**SUPPLIED ENTRIES:**
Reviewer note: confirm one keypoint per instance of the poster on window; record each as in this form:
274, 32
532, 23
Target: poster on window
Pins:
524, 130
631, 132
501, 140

**TASK OBJECTIVE:** Note each line above that contains "window" and copy it out.

**FINISHED EXERCISE:**
Reviewer note: confirm one keypoint per instance of the poster on window; record each as in this form:
Target: poster on window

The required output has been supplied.